__PROBLEM DESCRIPTION__:
Could you transcribe every record below exactly as it stands?

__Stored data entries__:
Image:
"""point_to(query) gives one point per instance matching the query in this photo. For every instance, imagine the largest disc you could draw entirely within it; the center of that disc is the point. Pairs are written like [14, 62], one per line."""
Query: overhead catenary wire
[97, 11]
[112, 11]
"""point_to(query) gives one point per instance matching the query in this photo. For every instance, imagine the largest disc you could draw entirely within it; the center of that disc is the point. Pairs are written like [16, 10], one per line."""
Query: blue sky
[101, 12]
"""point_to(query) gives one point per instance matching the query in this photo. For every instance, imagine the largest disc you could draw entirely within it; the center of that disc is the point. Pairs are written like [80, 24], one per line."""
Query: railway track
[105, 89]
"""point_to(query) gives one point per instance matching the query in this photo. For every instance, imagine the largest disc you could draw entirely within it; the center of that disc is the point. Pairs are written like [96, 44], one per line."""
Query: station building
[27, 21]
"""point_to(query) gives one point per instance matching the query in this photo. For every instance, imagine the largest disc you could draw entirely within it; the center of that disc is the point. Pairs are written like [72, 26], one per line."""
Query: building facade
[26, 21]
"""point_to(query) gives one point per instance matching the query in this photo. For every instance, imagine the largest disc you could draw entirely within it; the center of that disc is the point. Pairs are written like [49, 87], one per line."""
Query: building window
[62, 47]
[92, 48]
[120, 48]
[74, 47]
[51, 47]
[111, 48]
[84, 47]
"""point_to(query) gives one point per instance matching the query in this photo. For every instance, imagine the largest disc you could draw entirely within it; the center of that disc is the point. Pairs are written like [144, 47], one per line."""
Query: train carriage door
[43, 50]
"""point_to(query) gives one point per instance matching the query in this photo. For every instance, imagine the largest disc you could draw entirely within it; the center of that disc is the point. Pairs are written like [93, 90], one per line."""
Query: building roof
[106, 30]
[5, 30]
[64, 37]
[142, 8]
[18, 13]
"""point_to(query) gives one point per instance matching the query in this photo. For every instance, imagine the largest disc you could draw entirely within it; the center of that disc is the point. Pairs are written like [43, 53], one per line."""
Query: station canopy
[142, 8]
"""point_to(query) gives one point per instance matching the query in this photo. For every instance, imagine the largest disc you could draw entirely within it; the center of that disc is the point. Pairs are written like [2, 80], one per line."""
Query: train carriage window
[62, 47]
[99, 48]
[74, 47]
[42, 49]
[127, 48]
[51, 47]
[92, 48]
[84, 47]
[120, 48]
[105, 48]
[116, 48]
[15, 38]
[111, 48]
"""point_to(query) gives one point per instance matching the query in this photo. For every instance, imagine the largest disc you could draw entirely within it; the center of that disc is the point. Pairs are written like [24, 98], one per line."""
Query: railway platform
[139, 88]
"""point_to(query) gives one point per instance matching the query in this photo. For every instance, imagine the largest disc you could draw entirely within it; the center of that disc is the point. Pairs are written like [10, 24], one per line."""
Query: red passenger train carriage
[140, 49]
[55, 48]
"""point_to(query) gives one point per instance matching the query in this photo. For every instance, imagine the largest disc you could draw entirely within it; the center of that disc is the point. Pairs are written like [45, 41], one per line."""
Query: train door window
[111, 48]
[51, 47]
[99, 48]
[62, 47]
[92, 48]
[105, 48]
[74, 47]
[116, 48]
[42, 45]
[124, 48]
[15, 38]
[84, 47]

__EXERCISE OUTPUT__:
Image:
"""point_to(query) gives one point per instance matching the query in this photo. For every instance, imagine the largest disc you could draw entirely within it; the center of that disc is the point. Pairs are written like [14, 62], one per line."""
Query: overhead catenary wire
[97, 11]
[112, 11]
"""point_to(query) gives one point per instance matching the query in this photo. For every instance, imagine the largest disc you could draw entirely within it; the center of that disc is the point. Pairs are written like [16, 10], one per line."""
Query: blue sky
[101, 12]
"""point_to(query) gives one point per instance matching the query in this photo. For every instance, imagine the largest disc you could draw entirely within it; the center of that disc is the point. Pairs are written like [80, 24], one per line."""
Query: railway track
[105, 89]
"""point_to(query) gives one point per instance matching the query in this photo. For every instance, imagine the largest disc you could draw entirely within it; the center of that disc is the point. Pairs are written like [96, 44], one per line."""
Query: station building
[27, 21]
"""point_to(query) gives one point per instance matching the query in this photo. For every instance, imagine the largest disc you could draw entirely within it; the center of that disc is the point. Pairs are written like [72, 26], one per line."""
Query: building facade
[26, 21]
"""point_to(query) gives one point per instance matching the query in this photo. For every instance, imagine the largest disc you could draw entirely within it; the center of that disc is the point. Pairs are written like [49, 87], one per line."""
Query: building window
[62, 47]
[92, 48]
[120, 48]
[74, 47]
[51, 47]
[111, 48]
[84, 47]
"""point_to(query) gives one point per instance matching the query in this photo. For every instance, imagine the largest disc you could draw entirely within it; the center of that disc is the point. Pairs are written like [144, 47], one per line."""
Query: train carriage door
[43, 50]
"""point_to(query) gives one point per instance matching the query in this photo. For every instance, imagine the largest disc you could draw entirely within it; the center of that disc is the point. Pairs are written like [93, 90], one per line."""
Query: building roof
[106, 30]
[5, 30]
[64, 37]
[142, 8]
[18, 13]
"""point_to(query) gives one point per instance matching the query in this photo. For every instance, imagine the largest disc you could draw entirely within it; the center of that disc is the point. Pairs are written like [43, 53], one per line."""
Query: station canopy
[142, 8]
"""point_to(query) gives one point per instance matching the query in this photo. For every instance, imagine the largest disc you could draw entirely within it; the center of that disc is the point. Pairs are written like [2, 80], one per line."""
Query: train carriage window
[62, 47]
[99, 48]
[74, 47]
[42, 49]
[127, 48]
[51, 47]
[92, 48]
[84, 47]
[120, 48]
[105, 48]
[116, 48]
[15, 38]
[111, 48]
"""point_to(query) gives one point per instance matching the query in this photo. For every instance, imagine the largest disc you could draw entirely within it; the center of that disc is the point. Pairs are written like [24, 98], one per line."""
Query: railway platform
[139, 88]
"""point_to(query) gives one point per instance matching the query in this photo. For every instance, imagine the largest disc you could draw entirely within it; the center of that disc is the point. Pairs are written like [10, 24], one per line."""
Query: red passenger train carriage
[140, 49]
[55, 48]
"""point_to(query) gives one point per instance matching the query in this photo. For every instance, imagine the largest disc you could draw entirely within it; the center of that disc is the point. Pairs are written like [45, 41], one per line."""
Query: train door window
[111, 48]
[51, 47]
[99, 48]
[62, 47]
[92, 48]
[105, 48]
[74, 47]
[116, 48]
[42, 45]
[124, 48]
[15, 38]
[84, 47]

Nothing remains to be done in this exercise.